— begin —

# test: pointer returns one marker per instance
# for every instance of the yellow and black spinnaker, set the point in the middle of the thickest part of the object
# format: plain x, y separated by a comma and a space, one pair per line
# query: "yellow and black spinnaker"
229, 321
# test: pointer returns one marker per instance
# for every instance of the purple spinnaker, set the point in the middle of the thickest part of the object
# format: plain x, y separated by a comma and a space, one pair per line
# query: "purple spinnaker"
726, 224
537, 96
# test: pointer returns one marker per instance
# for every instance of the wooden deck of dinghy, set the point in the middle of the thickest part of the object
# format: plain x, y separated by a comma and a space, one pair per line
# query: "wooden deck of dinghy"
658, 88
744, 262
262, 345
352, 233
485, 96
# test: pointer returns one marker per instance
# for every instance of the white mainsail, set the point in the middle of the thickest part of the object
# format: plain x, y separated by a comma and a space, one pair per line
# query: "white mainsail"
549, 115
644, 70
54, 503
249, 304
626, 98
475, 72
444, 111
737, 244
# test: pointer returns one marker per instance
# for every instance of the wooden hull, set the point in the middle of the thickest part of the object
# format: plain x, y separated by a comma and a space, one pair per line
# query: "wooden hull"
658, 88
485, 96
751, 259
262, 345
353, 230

— end —

TASK DESCRIPTION: Your task is to retype all the records above with nothing left out.

CORRECT ANSWER:
# test: pointer returns one marker per instance
# for every instance of the yellow and black spinnaker, set the point in the middle of the thickest part of the object
# format: plain x, y separated by a comma and a space, one pair per line
# query: "yellow and black spinnaker"
229, 321
# test: pointer returns one marker per instance
# for every instance of the purple spinnaker, set the point in the middle of the thickest part of the object
# format: plain x, y separated by a comma and a space, one pair per line
# query: "purple spinnaker"
726, 224
537, 96
# test: pointer returns one marker per instance
# for every instance of the wooden deck of dinghy, set the point in the middle of the thickest part of the object
# format: plain x, y separated by a comma and a space, one pair per line
# query: "wooden deck of dinghy"
658, 88
744, 262
262, 345
352, 233
485, 96
# test: pointer returns one marker per instance
# for every instance of the white mainsail, set the point in the middle of the thickest part of the object
# format: plain x, y separated by a comma and a space, one pair per line
# query: "white mainsail"
549, 115
644, 70
54, 503
249, 304
626, 98
475, 72
444, 111
737, 244
# test: pointer returns one marker per instance
# for every instance of the wooden hull, set the point in the middle of the thickest part of the object
# format: plain x, y separated by a comma and a space, one pair per line
# query: "wooden hull"
658, 88
485, 96
751, 259
262, 345
353, 230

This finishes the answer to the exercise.